[YOUR GOAL]: In the passage on reasonable notice, rewrite the stretch from "Sometimes it is" through "all relevant considerations." with "rule of thumb" changed to "general guideline".

[QUOTED PASSAGE]:

============================================================

Sometimes it is said that as a rule of thumb the employee is owed a month of reasonable notice for every year worked. This is an overly simplistic application of the principles of reasonable notice which take into account a number of facts, the most salient being, the age of the employee; educational level; position within the organization; years of service for the employer; inducement to leave stable employment; and lack of other employment opportunities. This list is not closed, there are other factors which can be taken into account and you should consult a lawyer to adequately canvas all relevant considerations.

A discussion of reasonable notice would not be complete without taking into account what are sometimes described as Wallace damages. These damages are not punitive in nature but hold employers to account for the manner in which they treated the employee and the conditions under which the contract of employment was terminated. If the court finds that Wallace damages should be considered they will extend the notice period. The rationale behind them is that if the employer acts in a manner which affects the employee’s ability to seek alternate employment this will be factored into the reasonable notice period. Situations where the employee is humiliated by the employer, for instance where the employee is fired in front of other employees, directed to immediately clear out his or her work station, or the employer does not terminate the employment in a good faith manner have all been used by the courts to extend the period of reasonable notice.

============================================================

Records of labeled points
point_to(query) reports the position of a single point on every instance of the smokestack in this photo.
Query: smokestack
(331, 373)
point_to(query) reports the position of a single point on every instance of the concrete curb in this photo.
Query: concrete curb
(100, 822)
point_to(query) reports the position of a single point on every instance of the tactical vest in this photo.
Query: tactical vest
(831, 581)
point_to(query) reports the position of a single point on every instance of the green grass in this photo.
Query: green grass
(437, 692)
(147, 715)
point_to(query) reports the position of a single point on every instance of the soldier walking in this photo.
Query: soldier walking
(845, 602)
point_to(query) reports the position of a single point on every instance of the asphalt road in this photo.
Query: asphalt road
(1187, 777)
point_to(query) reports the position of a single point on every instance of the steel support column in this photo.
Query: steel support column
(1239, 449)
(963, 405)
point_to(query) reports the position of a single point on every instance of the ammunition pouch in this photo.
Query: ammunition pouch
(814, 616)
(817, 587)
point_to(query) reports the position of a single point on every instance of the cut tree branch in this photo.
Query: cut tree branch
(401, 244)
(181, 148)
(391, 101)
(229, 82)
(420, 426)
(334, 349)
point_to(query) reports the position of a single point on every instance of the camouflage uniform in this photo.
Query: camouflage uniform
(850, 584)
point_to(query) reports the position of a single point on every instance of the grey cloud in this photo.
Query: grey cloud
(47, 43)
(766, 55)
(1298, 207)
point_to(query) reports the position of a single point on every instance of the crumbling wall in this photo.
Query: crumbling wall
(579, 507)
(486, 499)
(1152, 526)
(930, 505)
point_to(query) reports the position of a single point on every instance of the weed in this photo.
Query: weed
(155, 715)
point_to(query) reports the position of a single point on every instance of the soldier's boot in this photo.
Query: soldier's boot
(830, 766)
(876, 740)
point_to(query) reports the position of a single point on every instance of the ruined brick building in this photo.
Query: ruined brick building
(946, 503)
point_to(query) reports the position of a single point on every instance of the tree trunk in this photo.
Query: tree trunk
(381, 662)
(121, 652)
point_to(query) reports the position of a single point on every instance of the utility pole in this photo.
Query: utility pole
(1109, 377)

============================================================

[IN RESPONSE]:
Sometimes it is said that as a general guideline the employee is owed a month of reasonable notice for every year worked. This is an overly simplistic application of the principles of reasonable notice which take into account a number of facts, the most salient being, the age of the employee; educational level; position within the organization; years of service for the employer; inducement to leave stable employment; and lack of other employment opportunities. This list is not closed, there are other factors which can be taken into account and you should consult a lawyer to adequately canvas all relevant considerations.